ITEMS start

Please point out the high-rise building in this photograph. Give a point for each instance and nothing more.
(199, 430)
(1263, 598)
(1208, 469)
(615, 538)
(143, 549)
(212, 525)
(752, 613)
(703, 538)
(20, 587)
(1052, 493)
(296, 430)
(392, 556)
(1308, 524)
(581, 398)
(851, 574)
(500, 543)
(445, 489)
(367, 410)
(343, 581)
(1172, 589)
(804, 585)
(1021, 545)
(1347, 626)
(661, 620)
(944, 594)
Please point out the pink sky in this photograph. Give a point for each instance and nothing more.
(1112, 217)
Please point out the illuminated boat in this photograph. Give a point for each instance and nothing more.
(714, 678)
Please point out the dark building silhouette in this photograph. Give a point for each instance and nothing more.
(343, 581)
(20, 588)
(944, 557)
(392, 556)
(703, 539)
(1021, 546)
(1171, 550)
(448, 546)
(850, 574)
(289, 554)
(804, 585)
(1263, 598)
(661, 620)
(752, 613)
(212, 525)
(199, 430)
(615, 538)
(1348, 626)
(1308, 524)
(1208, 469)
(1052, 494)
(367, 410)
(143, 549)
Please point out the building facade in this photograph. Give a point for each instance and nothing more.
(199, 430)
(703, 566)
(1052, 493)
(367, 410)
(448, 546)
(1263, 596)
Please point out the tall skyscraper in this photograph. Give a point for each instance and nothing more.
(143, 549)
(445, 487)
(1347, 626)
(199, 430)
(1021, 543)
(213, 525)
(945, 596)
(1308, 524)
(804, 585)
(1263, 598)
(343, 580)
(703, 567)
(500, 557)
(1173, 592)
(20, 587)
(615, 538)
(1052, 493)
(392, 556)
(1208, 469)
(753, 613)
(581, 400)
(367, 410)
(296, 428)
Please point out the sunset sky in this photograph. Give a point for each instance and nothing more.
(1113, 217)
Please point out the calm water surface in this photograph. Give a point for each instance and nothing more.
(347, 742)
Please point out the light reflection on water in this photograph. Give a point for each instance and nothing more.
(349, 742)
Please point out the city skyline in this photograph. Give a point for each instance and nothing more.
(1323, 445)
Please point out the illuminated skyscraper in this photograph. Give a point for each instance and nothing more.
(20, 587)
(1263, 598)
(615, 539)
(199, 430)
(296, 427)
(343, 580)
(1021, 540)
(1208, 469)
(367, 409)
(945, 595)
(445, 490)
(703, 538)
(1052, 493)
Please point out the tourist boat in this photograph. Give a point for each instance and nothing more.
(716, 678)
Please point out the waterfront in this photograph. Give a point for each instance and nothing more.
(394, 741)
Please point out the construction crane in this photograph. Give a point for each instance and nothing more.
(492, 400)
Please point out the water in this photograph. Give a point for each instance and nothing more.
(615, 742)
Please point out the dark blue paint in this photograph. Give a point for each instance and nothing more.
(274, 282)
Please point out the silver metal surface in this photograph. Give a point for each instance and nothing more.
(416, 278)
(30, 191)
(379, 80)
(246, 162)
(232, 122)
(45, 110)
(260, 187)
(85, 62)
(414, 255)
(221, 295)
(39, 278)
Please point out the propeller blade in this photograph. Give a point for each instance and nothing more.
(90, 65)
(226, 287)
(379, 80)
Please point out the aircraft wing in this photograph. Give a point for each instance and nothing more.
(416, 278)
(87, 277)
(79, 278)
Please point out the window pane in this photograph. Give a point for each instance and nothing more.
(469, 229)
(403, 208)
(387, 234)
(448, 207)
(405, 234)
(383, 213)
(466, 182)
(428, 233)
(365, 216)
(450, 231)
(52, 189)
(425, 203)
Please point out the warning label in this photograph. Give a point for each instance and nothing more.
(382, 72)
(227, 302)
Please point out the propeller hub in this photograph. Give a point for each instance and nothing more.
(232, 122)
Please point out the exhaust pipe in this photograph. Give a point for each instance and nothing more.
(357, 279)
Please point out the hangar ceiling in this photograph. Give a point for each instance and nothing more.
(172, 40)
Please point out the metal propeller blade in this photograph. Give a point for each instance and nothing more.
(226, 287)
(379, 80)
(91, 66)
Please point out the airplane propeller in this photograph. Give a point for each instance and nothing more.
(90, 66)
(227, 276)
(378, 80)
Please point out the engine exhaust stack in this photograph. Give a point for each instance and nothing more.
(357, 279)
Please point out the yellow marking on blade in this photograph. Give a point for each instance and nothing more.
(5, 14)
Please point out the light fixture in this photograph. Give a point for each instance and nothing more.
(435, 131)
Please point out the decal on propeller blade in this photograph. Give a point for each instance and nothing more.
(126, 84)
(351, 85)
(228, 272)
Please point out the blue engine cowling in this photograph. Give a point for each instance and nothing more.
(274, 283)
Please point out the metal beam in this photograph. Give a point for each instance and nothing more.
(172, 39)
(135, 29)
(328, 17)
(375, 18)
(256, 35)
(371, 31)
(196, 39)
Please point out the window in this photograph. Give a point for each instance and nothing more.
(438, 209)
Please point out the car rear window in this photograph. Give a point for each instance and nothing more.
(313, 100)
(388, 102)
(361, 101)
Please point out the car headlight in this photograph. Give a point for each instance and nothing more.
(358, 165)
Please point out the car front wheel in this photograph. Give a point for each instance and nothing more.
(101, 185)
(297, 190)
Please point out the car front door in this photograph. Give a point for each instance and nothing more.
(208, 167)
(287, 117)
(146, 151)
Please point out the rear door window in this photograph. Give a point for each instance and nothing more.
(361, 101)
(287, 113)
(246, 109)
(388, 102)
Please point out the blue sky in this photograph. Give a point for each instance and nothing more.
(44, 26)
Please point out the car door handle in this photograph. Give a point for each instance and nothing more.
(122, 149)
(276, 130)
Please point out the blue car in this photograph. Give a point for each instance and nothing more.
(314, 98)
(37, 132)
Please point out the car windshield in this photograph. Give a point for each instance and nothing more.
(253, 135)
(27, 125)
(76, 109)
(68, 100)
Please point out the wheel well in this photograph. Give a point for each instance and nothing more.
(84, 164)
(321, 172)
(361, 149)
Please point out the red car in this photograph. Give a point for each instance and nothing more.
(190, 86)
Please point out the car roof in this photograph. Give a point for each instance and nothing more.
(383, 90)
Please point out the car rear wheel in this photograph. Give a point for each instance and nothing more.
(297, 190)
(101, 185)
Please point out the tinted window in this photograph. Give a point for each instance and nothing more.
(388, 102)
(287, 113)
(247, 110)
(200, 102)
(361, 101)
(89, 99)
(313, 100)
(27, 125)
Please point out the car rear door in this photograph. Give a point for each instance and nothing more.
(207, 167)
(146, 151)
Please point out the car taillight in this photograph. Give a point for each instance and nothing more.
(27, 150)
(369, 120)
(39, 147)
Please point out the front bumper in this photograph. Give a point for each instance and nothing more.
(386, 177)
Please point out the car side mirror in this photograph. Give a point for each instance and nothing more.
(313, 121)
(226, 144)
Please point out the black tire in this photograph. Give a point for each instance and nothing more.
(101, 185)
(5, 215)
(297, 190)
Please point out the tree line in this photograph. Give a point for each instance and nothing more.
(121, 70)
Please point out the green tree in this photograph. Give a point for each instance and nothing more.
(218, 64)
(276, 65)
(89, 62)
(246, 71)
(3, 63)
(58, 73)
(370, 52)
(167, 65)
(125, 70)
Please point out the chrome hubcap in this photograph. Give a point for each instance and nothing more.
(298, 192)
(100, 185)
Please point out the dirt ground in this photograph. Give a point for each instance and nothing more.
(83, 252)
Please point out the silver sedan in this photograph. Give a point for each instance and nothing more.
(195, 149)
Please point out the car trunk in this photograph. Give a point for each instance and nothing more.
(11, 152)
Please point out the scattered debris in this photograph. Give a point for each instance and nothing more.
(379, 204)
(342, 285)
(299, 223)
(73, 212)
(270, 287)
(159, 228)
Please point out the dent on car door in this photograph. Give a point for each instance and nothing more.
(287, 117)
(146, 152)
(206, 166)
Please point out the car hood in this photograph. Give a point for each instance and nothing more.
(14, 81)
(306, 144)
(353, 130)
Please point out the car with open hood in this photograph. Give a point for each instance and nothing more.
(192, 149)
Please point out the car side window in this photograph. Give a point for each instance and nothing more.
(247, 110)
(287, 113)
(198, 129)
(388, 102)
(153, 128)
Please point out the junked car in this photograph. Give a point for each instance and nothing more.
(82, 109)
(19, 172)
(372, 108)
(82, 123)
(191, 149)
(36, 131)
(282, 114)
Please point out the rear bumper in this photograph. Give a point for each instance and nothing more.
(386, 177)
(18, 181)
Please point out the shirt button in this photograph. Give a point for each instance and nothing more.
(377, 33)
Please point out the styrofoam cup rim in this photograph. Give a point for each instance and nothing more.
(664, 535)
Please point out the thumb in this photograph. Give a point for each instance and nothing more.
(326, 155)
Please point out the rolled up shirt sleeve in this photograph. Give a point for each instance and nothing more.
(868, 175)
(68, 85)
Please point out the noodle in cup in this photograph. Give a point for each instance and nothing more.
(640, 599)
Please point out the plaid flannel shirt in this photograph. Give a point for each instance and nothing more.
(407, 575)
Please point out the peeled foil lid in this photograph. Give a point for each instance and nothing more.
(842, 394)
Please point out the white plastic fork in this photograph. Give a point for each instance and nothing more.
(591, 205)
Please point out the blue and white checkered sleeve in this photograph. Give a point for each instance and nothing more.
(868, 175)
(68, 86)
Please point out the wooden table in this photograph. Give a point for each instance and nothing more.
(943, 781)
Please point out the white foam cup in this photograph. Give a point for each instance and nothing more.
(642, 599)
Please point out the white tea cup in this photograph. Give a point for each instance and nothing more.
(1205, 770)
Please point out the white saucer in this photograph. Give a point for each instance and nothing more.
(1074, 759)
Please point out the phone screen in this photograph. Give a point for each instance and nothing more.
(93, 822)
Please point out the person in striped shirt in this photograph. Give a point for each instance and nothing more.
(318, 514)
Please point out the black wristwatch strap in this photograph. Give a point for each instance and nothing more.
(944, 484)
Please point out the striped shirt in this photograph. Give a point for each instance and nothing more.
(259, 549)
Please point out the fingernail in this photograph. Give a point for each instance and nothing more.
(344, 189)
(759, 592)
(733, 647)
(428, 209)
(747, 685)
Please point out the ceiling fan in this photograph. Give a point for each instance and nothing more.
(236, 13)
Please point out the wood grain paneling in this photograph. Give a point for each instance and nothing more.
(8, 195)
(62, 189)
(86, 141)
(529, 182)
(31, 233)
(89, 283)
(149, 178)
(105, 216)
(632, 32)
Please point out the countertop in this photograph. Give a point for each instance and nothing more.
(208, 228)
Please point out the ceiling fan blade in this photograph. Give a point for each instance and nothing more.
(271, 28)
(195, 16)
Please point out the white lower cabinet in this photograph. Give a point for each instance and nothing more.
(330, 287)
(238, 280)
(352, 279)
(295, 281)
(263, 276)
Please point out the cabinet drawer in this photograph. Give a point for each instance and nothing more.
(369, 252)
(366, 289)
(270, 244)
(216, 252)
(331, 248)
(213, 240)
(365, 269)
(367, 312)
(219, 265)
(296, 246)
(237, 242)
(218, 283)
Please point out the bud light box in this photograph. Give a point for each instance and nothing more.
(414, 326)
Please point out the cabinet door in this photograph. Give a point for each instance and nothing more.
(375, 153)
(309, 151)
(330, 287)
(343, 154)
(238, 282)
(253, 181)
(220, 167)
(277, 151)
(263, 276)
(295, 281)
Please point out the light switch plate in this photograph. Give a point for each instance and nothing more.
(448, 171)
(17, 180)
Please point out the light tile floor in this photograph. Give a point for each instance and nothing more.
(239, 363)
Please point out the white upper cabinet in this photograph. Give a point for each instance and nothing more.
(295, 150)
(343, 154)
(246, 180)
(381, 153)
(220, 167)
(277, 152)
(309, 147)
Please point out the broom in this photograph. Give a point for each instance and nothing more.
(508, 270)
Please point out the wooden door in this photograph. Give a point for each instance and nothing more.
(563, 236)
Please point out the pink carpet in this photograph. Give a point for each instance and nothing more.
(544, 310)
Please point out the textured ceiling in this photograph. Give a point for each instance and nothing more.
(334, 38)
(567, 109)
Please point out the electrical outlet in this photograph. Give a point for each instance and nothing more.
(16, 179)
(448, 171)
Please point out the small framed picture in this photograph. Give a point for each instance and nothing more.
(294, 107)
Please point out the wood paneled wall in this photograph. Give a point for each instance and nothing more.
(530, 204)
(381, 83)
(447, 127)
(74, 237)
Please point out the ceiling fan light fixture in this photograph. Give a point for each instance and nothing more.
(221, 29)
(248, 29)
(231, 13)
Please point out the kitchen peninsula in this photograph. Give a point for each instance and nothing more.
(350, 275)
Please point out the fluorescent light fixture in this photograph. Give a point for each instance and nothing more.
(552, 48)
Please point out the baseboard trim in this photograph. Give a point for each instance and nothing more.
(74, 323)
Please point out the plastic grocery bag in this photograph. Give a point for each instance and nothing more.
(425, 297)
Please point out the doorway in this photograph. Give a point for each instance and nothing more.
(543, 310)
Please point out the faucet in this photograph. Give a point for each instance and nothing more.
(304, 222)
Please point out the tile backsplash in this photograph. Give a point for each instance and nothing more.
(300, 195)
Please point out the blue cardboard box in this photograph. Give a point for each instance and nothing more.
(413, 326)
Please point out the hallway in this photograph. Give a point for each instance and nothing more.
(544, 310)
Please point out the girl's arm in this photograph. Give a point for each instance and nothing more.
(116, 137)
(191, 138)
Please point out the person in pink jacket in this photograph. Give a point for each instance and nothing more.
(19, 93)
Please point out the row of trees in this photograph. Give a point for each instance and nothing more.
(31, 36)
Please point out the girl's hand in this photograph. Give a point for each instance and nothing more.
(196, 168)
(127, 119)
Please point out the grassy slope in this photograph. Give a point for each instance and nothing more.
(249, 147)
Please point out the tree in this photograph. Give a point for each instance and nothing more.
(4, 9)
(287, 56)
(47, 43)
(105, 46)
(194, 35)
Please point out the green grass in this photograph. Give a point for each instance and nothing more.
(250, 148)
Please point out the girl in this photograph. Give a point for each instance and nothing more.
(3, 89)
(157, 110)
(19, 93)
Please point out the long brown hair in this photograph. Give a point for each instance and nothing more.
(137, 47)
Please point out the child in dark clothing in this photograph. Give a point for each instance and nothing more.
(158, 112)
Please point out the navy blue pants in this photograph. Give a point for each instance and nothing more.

ITEMS end

◆ WHAT THIS TASK INVOLVES
Write out exactly the final stretch of the records: the line containing "Please point out the green grass" and every line after it, through the last, and nothing else.

◆ OUTPUT BELOW
Please point out the green grass in this photograph. Give a point for each instance and nothing more.
(250, 148)
Please point out the girl in this photograph. Give a point for each instance and nothing more.
(3, 89)
(157, 110)
(19, 93)
Please point out the long brown hair in this photograph. Give a point for each instance and nothing more.
(137, 47)
Please point out the child in dark clothing in this photograph. Give a point for each instance and nothing more.
(158, 112)
Please point out the navy blue pants in this photograph. Give a point for each instance and nothing more.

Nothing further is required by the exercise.